Problem to solve
Please output only the lines that run from the line containing "Thank you for the photo. Could you pin the prey's wing" through the end of the material below, exactly.
________
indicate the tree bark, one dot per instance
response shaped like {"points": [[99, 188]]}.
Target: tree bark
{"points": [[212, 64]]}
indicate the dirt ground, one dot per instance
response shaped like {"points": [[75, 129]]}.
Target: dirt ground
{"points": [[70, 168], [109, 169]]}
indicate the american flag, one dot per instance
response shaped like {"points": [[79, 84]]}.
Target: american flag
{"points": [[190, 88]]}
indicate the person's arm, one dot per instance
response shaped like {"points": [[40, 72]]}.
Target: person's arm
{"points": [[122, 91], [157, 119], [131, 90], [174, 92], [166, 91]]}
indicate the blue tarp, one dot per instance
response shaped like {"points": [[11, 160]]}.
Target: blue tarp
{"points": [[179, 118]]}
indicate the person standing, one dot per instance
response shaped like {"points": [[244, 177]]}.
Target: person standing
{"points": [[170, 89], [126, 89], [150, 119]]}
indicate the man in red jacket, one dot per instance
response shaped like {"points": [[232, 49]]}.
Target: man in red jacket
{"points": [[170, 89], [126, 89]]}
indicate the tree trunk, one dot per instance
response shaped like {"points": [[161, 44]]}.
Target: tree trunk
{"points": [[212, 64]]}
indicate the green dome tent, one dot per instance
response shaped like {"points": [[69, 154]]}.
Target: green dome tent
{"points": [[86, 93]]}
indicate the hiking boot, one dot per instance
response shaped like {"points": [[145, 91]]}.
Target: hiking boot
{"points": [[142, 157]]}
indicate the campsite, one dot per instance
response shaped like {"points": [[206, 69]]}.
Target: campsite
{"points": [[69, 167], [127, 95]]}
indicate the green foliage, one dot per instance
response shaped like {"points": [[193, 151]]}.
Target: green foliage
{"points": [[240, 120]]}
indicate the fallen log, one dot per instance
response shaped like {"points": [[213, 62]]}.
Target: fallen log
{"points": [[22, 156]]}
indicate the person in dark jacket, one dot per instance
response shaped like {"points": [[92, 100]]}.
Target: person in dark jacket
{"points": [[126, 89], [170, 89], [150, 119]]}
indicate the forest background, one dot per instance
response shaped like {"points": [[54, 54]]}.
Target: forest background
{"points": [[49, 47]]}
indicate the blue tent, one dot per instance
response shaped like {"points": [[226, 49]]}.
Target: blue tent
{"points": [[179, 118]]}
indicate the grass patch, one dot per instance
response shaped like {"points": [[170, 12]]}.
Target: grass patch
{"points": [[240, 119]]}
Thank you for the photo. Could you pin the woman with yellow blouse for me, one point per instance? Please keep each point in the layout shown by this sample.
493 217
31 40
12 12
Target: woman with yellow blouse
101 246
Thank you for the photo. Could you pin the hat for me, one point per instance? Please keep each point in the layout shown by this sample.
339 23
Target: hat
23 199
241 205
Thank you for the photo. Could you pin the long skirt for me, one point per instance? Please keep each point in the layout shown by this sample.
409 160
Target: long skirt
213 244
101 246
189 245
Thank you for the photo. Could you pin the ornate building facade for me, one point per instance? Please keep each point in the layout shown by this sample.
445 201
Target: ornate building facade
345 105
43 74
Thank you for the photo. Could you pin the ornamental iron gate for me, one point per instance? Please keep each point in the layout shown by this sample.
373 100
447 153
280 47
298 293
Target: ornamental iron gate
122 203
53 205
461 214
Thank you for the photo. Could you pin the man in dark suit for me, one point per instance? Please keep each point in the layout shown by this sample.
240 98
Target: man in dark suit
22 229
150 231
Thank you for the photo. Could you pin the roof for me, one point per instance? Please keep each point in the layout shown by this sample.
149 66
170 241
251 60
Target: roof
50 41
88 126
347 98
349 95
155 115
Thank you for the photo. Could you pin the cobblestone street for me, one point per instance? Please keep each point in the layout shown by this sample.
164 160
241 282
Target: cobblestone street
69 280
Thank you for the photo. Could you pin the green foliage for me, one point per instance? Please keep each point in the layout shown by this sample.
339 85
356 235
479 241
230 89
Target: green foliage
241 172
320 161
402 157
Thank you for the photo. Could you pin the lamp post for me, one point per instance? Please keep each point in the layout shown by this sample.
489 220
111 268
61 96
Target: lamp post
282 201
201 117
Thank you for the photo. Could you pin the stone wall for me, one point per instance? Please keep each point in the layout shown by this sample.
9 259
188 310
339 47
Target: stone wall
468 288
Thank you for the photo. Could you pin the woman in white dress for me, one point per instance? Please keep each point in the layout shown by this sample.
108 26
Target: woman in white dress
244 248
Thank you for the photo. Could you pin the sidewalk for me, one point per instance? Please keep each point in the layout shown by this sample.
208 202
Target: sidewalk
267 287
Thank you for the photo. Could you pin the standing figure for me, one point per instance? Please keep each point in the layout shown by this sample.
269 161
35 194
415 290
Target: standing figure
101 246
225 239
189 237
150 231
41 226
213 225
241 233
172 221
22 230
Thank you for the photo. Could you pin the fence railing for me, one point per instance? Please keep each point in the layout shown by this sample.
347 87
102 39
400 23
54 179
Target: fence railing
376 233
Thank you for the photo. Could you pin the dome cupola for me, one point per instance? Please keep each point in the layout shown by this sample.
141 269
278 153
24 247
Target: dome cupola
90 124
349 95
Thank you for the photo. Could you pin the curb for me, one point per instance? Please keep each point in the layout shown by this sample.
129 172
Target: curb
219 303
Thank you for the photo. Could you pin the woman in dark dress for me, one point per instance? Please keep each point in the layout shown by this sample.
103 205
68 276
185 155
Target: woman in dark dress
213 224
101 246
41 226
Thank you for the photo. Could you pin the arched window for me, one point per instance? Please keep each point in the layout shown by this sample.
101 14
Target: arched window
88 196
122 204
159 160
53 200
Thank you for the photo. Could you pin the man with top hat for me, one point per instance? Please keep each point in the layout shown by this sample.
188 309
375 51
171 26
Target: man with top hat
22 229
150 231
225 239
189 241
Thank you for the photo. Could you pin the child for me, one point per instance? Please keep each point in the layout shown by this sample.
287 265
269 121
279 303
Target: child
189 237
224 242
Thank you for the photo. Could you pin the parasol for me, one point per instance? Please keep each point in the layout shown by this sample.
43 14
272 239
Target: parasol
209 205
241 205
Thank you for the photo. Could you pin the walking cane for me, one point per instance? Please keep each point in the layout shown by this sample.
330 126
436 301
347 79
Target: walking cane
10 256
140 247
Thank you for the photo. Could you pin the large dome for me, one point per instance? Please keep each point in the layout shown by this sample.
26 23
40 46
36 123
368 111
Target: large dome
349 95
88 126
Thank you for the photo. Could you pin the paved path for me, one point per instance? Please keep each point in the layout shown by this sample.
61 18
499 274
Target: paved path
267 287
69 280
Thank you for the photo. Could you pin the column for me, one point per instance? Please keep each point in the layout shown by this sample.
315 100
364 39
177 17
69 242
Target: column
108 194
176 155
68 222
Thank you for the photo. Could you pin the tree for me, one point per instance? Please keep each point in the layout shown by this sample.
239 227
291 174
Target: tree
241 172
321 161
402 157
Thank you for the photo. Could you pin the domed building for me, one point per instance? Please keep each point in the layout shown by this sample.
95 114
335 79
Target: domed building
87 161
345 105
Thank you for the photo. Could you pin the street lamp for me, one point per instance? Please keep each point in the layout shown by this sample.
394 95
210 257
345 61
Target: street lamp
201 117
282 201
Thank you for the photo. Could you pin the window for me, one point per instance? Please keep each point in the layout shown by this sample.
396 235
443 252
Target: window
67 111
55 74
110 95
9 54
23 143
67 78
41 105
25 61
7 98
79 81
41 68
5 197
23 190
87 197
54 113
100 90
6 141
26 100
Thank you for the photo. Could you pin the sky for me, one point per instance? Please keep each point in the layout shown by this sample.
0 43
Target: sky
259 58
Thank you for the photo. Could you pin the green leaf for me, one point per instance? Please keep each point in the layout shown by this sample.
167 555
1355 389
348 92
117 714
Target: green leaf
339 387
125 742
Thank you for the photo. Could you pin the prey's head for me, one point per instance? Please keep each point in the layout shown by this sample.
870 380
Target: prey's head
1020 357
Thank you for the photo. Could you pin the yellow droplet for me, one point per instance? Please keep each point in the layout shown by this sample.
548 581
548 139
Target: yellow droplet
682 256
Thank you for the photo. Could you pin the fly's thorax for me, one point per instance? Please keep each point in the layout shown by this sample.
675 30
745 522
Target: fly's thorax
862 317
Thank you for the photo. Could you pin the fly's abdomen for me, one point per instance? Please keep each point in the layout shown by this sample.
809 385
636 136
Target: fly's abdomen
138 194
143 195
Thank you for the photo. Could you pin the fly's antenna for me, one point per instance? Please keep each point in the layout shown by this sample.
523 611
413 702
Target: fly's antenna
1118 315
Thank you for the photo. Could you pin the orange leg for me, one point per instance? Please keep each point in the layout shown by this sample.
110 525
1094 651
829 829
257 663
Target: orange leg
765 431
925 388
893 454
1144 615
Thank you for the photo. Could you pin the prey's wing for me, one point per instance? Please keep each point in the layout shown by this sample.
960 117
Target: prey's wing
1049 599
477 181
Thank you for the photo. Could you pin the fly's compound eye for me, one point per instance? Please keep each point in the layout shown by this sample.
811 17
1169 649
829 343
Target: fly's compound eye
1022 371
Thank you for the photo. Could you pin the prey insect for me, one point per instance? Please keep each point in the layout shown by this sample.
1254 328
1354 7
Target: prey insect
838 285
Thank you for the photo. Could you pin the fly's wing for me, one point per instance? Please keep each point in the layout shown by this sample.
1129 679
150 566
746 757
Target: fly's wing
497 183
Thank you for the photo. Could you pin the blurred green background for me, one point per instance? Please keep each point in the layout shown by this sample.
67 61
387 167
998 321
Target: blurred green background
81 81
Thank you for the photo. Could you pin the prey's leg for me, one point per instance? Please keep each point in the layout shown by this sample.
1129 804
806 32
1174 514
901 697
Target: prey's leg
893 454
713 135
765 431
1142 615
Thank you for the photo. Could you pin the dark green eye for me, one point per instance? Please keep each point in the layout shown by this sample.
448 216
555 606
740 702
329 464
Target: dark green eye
________
Answer to this exercise
Thank you for the photo. Could you pin the prey's wing for me, one point per instance? Please keep each point in the layout shown by this sample.
960 117
Target: prey's wing
1049 599
477 181
Thank you for the photo. Could you pin the fly's compound eye for me, one point per instance? Please keep each point in the layout shown by this sample.
811 17
1169 649
829 343
Target: fly's compound eye
1022 371
Thank you for the photo. Could you pin the prey insect for me, one point per instance? Please keep each point in the layout shown by this sample.
1254 328
1354 7
Target: prey insect
838 285
Thank you for the photo. Could you pin the fly's wing for me, one point per instance? Please keep each point in the layout shown by this sample.
1129 679
150 566
746 757
Target: fly's wing
497 183
Thank you for the photo. Could you pin the blurred green background for me, one point per instance? Please keep each point in the layout shown by this sample.
67 61
387 167
998 321
Target: blurred green background
81 81
Thank you for the photo. Could you pin the prey's leg for me, one point per instance? Please keep each point in the layout shown by this sample.
1129 804
806 32
1174 514
901 697
Target: prey's leg
893 454
713 135
765 431
1142 615
Thank you for the photo. Could you pin the dark green eye for me, one point per instance? Please keep each point in the layout shown by this sample.
448 216
555 606
740 702
329 464
Target: dark green eye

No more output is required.